▶ **What you will do**
Find every line in the rows below that contains the word "frame" and copy each such line out, treating uppercase and lowercase letters as different.

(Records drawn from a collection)
--------------------

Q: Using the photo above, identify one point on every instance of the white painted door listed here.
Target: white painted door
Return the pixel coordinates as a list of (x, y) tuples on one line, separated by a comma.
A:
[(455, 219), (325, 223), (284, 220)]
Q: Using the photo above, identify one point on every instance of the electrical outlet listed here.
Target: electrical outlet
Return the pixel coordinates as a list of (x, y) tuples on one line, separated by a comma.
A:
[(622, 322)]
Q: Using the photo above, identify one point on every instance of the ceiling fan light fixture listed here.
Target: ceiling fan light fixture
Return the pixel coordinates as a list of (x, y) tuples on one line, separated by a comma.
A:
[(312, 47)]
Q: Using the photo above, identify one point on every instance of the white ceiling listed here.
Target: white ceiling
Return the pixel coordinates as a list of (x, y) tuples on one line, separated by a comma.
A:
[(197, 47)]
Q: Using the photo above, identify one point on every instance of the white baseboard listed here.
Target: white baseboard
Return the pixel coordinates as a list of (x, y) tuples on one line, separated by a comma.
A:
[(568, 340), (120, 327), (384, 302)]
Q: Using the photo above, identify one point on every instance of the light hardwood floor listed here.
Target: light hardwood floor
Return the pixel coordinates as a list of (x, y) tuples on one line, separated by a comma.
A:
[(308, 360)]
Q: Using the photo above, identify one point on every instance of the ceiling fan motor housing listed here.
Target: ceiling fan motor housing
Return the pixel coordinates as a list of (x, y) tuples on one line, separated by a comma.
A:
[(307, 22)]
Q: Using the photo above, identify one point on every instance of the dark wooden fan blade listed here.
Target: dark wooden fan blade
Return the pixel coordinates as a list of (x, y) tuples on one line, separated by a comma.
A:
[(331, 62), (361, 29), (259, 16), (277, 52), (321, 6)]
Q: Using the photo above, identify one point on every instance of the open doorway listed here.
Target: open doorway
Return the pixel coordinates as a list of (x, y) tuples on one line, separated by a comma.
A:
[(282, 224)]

--------------------

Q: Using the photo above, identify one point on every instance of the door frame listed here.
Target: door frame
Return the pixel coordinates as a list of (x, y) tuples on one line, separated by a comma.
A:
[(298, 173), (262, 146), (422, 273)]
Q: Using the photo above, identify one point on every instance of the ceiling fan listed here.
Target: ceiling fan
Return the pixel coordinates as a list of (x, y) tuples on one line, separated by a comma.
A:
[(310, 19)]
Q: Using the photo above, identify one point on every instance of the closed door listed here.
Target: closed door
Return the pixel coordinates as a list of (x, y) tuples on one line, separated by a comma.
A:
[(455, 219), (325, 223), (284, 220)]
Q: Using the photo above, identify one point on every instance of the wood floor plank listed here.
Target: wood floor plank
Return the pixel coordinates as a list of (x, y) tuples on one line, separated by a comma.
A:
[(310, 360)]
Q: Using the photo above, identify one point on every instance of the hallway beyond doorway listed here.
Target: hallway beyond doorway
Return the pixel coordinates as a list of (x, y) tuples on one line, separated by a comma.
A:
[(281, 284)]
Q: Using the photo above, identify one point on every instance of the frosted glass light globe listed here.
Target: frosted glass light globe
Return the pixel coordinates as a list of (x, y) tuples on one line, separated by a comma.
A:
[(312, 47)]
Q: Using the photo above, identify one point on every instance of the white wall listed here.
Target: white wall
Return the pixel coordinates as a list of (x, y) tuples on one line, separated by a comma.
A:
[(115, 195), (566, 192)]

--------------------

▶ **The response**
Q: Using the photo above, identify one point on every instance of the door frame listed here.
Target: door frame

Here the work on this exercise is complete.